- [DATA RECORDS]
----------

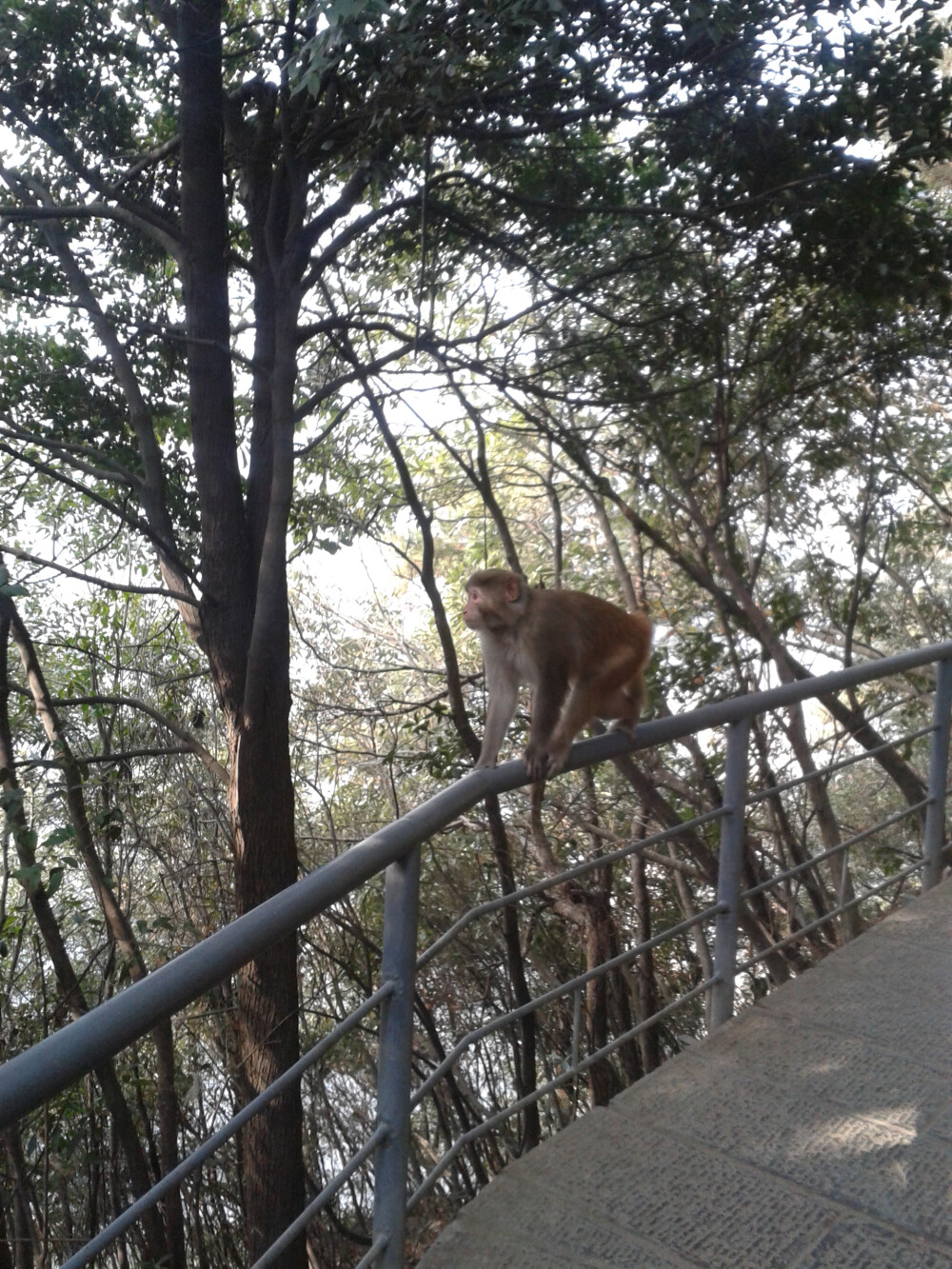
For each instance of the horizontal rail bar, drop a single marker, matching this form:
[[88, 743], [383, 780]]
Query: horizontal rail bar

----------

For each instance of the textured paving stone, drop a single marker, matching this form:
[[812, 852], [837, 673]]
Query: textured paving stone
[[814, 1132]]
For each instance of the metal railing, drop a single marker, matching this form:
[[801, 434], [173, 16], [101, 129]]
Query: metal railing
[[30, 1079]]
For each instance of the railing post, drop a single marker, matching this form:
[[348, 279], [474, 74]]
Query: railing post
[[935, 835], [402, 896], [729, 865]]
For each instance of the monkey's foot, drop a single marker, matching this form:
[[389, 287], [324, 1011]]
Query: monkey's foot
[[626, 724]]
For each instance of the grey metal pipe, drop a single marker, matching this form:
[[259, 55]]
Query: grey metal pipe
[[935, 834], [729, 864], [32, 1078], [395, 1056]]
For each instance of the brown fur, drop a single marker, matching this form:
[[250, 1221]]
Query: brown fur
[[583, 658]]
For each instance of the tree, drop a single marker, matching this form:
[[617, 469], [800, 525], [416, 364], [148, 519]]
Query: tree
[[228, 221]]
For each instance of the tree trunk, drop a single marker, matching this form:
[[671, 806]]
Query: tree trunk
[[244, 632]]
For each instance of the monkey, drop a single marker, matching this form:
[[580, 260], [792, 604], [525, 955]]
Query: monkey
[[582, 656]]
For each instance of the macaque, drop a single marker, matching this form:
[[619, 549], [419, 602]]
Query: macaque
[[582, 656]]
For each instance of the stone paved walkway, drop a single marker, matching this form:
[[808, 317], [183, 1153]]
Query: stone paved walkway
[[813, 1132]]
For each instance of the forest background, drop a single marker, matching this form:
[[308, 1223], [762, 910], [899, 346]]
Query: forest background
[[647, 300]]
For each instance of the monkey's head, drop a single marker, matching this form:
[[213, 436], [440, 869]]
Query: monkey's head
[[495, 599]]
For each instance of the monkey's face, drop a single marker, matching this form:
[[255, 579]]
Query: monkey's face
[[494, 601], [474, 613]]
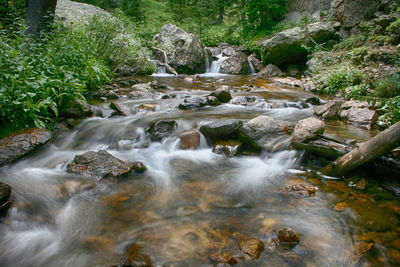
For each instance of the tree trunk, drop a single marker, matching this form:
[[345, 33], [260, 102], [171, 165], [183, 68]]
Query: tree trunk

----------

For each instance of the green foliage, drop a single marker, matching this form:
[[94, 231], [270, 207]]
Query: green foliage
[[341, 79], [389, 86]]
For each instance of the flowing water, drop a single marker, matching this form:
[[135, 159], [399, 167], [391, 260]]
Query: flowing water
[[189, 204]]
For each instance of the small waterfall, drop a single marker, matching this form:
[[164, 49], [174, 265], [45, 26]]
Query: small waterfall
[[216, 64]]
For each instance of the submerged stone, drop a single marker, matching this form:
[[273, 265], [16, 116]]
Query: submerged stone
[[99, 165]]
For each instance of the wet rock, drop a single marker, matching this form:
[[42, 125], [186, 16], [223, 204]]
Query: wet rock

----------

- [TASK TO COMPLETE] Would you please copy, word for word, everything above from the line containing "For each instance of the small" down to the line containing "Query: wet rock", those two lines included?

- [TASK ANSWER]
For each instance of the small waterfall, drop a single marker, matching this form:
[[164, 49], [174, 265], [45, 26]]
Query: small waterfall
[[216, 64]]
For each instance of the submerged stone, drop a single marker, matching this form:
[[273, 265], [16, 116]]
Query: submerged stone
[[99, 165]]
For each instance of the wet rock, drop a single marker, matching this form:
[[42, 125], [186, 16], [223, 204]]
Query: wet rock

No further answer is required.